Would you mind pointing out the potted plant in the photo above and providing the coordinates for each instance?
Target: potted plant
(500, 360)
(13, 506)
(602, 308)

_ _ _ _ _ _ _

INSTRUCTIONS TO FOLLOW
Rewrite the lines above so that every "potted plant" becomes "houseplant", keeping everything else the same.

EXERCISE SOLUTION
Would you mind pointing out the houseplant in the photo above and providing the coordinates for each instance?
Target: houseplant
(500, 360)
(13, 506)
(602, 308)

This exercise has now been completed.